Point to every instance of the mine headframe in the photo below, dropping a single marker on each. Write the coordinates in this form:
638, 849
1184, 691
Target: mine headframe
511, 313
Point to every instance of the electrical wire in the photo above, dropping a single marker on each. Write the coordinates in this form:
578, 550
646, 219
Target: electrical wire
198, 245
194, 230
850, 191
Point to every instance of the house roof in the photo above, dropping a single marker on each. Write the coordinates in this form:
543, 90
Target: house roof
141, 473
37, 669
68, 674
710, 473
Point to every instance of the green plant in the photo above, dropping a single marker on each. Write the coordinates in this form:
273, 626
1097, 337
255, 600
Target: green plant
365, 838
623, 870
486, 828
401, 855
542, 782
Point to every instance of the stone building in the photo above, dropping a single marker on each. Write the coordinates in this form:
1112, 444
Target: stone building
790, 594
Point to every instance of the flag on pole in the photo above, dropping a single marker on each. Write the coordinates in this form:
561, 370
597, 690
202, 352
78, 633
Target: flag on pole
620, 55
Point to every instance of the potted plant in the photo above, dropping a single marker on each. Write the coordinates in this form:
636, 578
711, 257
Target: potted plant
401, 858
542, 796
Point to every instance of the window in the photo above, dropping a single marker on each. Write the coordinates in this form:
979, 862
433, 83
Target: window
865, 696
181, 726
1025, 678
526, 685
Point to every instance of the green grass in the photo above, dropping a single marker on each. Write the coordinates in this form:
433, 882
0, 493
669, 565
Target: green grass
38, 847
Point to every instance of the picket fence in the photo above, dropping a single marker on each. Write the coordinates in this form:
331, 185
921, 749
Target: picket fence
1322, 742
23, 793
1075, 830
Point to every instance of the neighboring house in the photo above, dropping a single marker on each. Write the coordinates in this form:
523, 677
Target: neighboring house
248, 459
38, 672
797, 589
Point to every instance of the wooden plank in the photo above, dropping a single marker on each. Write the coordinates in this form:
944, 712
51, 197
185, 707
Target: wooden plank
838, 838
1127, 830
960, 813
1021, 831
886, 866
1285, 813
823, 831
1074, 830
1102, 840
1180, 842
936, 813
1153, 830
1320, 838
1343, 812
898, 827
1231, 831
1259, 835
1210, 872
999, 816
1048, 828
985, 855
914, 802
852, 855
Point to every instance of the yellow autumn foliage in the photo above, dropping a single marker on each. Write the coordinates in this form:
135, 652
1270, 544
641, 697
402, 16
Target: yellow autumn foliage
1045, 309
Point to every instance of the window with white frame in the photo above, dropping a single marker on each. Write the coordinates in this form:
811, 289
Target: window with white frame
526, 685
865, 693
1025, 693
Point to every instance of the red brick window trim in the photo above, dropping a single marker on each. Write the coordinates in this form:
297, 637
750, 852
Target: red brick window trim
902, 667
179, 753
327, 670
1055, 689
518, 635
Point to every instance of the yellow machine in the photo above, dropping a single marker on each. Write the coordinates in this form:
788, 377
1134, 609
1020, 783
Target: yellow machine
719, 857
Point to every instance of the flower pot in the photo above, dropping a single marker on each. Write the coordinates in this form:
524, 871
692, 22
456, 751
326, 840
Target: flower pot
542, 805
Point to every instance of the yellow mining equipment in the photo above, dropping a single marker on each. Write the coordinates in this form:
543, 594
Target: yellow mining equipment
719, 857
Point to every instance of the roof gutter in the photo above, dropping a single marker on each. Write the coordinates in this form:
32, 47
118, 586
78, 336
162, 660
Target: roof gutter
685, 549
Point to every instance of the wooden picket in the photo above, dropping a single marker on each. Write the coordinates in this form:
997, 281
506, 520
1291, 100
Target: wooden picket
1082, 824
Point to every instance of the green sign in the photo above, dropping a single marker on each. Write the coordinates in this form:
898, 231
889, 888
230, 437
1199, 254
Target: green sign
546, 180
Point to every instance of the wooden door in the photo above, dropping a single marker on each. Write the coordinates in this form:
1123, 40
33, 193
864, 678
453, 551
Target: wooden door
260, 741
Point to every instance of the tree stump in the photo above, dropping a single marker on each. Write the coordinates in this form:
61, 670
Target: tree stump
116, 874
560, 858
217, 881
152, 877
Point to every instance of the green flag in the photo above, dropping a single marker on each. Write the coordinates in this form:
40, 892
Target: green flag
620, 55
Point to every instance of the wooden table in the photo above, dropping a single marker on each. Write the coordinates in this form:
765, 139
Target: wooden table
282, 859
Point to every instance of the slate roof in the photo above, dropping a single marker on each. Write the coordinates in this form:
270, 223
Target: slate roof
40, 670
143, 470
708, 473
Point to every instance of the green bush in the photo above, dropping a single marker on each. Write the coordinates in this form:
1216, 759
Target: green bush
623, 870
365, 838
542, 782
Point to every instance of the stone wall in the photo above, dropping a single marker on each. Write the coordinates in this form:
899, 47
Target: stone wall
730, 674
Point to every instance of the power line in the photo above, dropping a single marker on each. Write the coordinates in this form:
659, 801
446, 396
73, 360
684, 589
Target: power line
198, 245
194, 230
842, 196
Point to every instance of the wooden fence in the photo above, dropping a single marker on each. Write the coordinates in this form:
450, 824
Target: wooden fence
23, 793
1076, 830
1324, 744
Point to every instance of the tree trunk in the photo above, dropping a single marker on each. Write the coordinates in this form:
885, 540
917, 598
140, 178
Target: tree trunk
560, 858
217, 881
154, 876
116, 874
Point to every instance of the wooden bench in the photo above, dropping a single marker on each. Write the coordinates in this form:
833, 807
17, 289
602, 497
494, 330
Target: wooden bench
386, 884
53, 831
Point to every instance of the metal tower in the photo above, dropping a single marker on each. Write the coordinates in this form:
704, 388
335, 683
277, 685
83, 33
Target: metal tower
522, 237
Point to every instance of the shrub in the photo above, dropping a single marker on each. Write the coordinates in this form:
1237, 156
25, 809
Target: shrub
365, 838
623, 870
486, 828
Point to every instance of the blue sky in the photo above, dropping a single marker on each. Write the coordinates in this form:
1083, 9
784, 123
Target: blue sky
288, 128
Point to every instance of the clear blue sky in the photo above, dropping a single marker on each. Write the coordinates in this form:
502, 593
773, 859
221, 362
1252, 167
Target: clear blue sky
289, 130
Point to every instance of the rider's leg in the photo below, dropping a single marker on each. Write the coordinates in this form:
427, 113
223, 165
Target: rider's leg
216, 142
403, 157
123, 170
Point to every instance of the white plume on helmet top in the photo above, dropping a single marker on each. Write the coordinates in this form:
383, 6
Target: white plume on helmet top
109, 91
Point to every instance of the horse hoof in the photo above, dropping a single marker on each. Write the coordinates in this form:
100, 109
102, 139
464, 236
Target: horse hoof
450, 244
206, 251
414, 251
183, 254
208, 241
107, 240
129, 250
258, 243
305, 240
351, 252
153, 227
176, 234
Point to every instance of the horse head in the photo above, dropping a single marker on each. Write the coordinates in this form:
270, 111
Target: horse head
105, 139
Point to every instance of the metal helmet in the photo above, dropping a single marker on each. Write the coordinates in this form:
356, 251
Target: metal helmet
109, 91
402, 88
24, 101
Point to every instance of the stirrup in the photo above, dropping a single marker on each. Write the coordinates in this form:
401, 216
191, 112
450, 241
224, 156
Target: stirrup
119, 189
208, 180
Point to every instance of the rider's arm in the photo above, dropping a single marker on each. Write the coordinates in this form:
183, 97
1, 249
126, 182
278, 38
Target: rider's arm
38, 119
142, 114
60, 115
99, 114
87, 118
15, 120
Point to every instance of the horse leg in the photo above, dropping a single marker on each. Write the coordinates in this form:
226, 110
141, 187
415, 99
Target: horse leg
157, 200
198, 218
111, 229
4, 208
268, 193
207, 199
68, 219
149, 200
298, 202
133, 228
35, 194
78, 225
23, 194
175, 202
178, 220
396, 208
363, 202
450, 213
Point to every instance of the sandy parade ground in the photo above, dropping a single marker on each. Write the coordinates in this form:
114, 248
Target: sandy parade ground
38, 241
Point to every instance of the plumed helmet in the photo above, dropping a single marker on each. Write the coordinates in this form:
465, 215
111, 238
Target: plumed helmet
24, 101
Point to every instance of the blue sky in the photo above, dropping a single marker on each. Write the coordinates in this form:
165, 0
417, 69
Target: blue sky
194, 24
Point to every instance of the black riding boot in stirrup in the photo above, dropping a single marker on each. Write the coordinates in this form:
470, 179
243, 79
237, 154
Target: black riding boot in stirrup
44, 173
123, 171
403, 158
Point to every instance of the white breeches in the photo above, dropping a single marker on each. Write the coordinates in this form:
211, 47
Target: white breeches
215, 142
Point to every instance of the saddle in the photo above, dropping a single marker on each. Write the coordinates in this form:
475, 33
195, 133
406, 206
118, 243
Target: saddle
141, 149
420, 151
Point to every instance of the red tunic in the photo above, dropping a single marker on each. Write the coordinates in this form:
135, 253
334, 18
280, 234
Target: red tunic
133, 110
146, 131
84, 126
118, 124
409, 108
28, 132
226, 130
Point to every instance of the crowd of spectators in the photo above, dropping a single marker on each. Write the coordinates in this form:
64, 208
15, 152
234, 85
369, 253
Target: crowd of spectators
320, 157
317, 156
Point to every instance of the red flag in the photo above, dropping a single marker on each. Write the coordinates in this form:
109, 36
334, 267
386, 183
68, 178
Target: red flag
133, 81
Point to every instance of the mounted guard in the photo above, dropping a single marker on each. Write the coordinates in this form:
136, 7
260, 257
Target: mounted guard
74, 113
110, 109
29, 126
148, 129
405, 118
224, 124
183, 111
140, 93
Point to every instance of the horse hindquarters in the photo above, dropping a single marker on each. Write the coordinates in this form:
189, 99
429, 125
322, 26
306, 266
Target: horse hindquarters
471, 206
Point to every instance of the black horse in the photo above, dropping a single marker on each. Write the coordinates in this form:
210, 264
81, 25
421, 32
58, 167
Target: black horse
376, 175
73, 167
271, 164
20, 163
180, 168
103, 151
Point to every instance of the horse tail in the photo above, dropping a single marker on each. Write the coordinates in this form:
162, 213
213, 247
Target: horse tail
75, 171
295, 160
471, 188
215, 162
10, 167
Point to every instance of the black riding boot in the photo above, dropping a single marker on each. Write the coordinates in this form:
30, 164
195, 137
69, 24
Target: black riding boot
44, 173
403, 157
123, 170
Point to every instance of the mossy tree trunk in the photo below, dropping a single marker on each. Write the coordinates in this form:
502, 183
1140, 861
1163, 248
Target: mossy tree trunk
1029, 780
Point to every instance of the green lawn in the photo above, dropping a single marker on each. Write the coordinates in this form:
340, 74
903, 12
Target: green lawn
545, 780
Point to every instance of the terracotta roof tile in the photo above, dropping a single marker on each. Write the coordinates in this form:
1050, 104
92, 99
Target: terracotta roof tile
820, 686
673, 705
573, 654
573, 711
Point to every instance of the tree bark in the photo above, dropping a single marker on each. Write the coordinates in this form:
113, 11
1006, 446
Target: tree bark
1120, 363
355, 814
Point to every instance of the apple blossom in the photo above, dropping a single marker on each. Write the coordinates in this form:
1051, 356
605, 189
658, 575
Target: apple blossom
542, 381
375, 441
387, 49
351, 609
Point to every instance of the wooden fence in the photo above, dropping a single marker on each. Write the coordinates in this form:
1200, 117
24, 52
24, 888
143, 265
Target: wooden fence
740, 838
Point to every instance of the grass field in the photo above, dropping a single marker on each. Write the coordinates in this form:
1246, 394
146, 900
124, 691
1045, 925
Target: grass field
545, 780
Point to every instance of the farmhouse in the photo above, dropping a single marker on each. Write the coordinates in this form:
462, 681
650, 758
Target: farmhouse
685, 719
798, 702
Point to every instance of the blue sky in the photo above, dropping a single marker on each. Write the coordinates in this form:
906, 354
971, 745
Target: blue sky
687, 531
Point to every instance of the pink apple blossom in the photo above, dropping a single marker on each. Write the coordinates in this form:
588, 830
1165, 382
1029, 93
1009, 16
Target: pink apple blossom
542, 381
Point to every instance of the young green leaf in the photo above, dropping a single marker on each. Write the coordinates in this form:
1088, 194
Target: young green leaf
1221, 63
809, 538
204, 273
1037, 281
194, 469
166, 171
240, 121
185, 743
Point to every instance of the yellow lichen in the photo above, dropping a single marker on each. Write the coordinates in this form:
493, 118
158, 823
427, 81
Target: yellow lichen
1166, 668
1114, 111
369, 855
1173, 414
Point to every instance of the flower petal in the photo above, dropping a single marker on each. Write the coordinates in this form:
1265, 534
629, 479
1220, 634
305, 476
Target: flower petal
----------------
## Work required
Please copy out the stretch of the listing above from the line containing "Point to every instance of the flower petal" through the end of the listing, word for word.

## Response
Point to every instance of the flower petal in the photo above, dropping a single marker on each. Write the coordinates in this form:
1265, 534
629, 479
1220, 634
305, 476
Target: flower petal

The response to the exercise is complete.